(Given passage)

It is highly desirable that all 'function-like things' get invoked in the same way. If this is not the case then either (i) every higher-order function must implement logic to determine the type of function and know how to implement it; or (ii) only a subset of Tcl's 'function-like things' may be used with higher-order functions.

In the perfect world we would be able to hand such a function to existing Tcl and Tk commands that take callbacks, for example interp alias, interp bgerror, chan event, lsort, socket, and trace. Callbacks are often the first place that developers new to Tcl encounter the complexity of quoting, dynamically rewriting scripts, and evaluating in the wrong namespace. An ideal definition of 'function' would help us to reduce this complexity (for example, lambda could be a drop-in replacement for namespace code {...}). At the very least we should try to avoid creating a system with similar complexities by recognising that developers will have expectations on the context in which a lambda will execute.


Evolving functional programming in Tcl

Heavily guided by existing attempts at higher-order functions and lambda in Tcl, let us start with the notion of a Tcl function that may receive a function as an argument:

  proc map {func list} {
    # for each item in list, call func with item as the parameter, and append
    # the result to an output list
  }

We can pass a named function to map by name:

  proc plusone {v} {
    expr { $v + 1 }
  }
  
  map plusone {1 2 3 4 5}
  # returns 2 3 4 5 6

Leading to the following implementation of map:

  proc map {func list} {
    set outlist {}
    foreach item $list {
      lappend outlist [$func $item]
    }
    return $outlist
  }

Tcl also supports anonymous (unnamed) functions (since 8.5). These functions must be called using apply, which requires a subtly different implementation of map:

  proc map {anonfunc list} {
    set outlist {}
    foreach item $list {
      lappend outlist [apply $anonfunc $item]
    }
    return $outlist
  }

  map {{v} { expr { $v + 1 } }} {1 2 3 4 5}

This difference in handling between named and anonymous functions is undesirable. Any higher-order function would need to know whether it was passed a named or anonymous function, and choose the appropriate logic to invoke the function.

Some suggestions on the Tclers Wiki treat the function as a list and use a heuristic based on the length of the list to decide how to invoke the function. A short excursion down this path shows problems handling ensembles and objects, and possible difficult with currying.

A better solution may be to make named and anonymous functions look the same when passed to a higher-order function, by which we mean "be invoked in the same way".

An obvious answer (since Tcl 8.5) is to prefix the anonymous function with apply, so that eval will behave correctly for both named and anonymous cases:

  proc map {func list} {
    set outlist {}
    foreach item $list {
      lappend outlist [eval $func [list $item]]
    }
    return $outlist
  }

  proc plusone {v} {
    expr { $v + 1 }
  }

  map plusone {1 2 3 4 5}
  map {apply {{v} { expr { $v + 1 } }}} {1 2 3 4 5}

Notice the quoting of the argument to eval in the implementation of map: the func must be treated as a list such that the effective command becomes apply in the case of an anonymous function, while the arguments to the function must be protected against list expension.

(Information supplied)
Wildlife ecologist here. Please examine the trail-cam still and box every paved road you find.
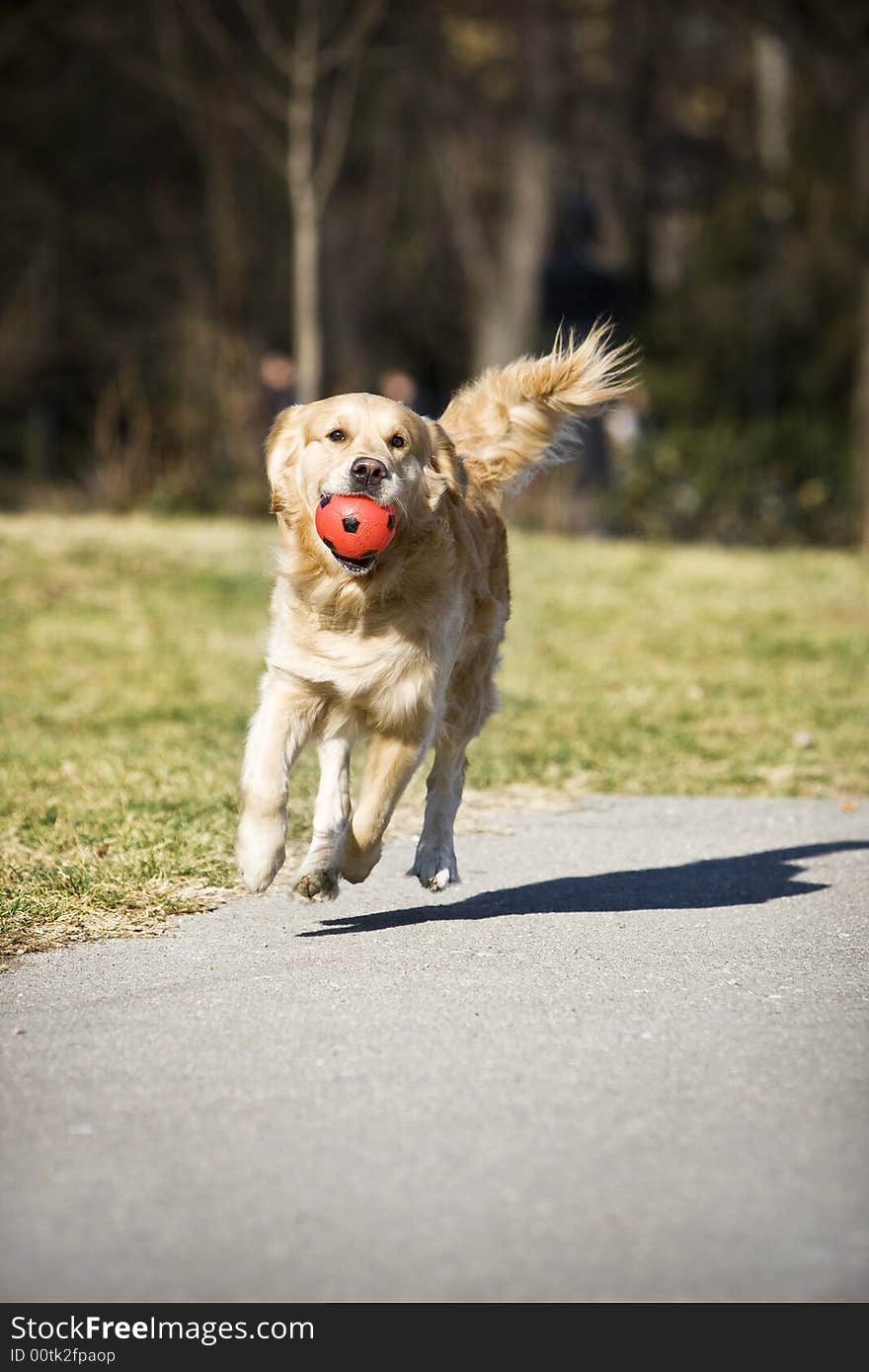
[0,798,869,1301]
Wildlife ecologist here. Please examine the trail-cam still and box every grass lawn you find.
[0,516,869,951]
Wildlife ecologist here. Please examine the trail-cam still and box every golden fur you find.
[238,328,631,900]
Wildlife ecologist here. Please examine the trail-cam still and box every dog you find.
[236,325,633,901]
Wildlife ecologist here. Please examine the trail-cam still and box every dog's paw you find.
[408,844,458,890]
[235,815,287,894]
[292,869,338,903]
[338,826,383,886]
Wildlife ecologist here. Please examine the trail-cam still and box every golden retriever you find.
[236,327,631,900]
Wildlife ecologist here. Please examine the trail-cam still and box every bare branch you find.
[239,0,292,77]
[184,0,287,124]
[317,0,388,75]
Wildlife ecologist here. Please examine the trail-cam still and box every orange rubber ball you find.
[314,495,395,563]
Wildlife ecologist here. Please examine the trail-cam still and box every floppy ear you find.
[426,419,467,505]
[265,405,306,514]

(Written request) List the Tcl and Tk commands that take callbacks, as named in the passage on functional programming in Tcl.

(Response below) interp alias, interp bgerror, chan event, lsort, socket, trace